▶ Task brief
Put the material into a two-column CSV whose columns are named text and answer, beginning at the line that contains "of the man's" and continuing through the end of the material. Each row should hold one passage of wording and the coordinates that follow it, with each field in double quotes and line breaks replaced by spaces.

▶ Records provided
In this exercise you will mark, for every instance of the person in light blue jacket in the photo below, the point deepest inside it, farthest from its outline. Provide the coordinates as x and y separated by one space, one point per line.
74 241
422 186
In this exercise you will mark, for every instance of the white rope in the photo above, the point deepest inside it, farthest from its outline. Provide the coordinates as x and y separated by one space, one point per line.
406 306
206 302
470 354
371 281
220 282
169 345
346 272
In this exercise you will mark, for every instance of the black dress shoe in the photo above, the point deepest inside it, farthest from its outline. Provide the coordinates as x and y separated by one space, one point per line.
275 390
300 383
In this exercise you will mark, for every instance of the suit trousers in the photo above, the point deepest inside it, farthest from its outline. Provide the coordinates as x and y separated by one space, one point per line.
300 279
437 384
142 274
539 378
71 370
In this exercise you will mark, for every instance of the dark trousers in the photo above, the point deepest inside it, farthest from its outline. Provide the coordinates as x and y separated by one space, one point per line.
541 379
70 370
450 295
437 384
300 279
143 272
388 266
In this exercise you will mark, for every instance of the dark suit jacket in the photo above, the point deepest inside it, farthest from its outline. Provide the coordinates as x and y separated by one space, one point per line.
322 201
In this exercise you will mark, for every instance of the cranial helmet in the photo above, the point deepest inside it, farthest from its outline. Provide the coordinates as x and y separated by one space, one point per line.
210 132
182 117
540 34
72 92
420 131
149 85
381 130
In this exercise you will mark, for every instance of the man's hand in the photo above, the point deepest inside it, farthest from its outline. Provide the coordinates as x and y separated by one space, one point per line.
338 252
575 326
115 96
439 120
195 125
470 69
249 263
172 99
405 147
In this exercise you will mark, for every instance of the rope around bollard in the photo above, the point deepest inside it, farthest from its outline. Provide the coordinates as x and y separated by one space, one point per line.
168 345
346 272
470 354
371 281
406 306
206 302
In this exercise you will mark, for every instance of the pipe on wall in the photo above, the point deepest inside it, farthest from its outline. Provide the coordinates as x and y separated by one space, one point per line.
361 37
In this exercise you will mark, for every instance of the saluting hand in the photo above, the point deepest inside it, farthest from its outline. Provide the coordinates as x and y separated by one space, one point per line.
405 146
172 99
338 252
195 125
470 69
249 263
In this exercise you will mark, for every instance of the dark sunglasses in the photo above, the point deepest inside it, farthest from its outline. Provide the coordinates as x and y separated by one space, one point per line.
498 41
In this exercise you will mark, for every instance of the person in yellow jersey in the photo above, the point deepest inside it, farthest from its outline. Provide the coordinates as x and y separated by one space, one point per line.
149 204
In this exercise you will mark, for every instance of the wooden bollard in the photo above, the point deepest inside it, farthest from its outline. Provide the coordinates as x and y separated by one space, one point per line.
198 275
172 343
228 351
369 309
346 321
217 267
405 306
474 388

▶ Response to this task
text,answer
"In this exercise you will mark, for every instance of the man's hand in the photo above, the point deepest inside it, farthest from its outline. Provide the coordinates as x and y separated by one space, one point per line.","338 252 575 326 115 96 439 120 195 125 470 69 249 263 172 99 405 147"
"In this exercise you will mark, for every instance of the rope around bollard in the photo above, the point deepest inside it, farthest from its outline. Provide the coordinates as x and y separated by one space, one point per line.","168 345 346 272 470 354 371 281 406 306 206 302"
"In this exercise you will mark, for every instance of the pipe on wall in the photo above, the point deepest inside it, farthest from its outline. Provide the coordinates as x and y separated by one space, one point per line.","361 37"
"In this exercise you will mark, for every instance of the saluting hand in the photo above, the point deepest inside it, farthest from its outline. Provide the coordinates as x and y separated by one space, one point per line.","405 146 172 99 338 252 195 125 470 69 249 263"
"In this exercise you will mark, for every instance of the dark sunglasses in the photo above, the point deepest inside it, farthest from its outline. Provide the coordinates as x and y separated by one space, one point per line.","498 41"
"In this exercise you will mark, for every instance of the person in yellow jersey in the photo above, the point deepest inside it, farthest from its outline. Provide the coordinates as x and y separated by one space, one point per line.","149 204"
"In this exercise you will mark, for every instance of the wooden bollard in the photo above, the point deepest inside it, farthest from its outline. Provide the coordinates as x and y separated by one space, one point per line.","198 275 172 343 228 351 369 309 346 321 217 267 405 306 474 388"